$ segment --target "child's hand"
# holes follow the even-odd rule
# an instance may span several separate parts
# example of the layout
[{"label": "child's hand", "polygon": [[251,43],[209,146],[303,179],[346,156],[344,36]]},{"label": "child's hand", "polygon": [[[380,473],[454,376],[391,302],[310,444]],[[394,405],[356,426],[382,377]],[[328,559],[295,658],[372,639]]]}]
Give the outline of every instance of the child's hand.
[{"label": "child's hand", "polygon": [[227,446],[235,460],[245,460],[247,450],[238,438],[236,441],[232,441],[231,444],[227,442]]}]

______________________________

__Task requirements__. Reproduce the data above, substituting "object" for each occurrence of "instance" and leaving everything else unchanged.

__Exercise output__.
$ segment --target "child's hand"
# holes follow the even-odd rule
# an object may span several separate parts
# example of the layout
[{"label": "child's hand", "polygon": [[251,43],[209,146],[303,179],[346,156],[344,36]]},{"label": "child's hand", "polygon": [[[380,473],[454,376],[391,302],[310,444]],[[394,405],[356,426],[382,377]],[[328,559],[295,658],[372,639]]]}]
Give the outline of every object of the child's hand.
[{"label": "child's hand", "polygon": [[227,446],[235,460],[245,460],[247,450],[238,438],[236,441],[232,441],[231,444],[227,442]]}]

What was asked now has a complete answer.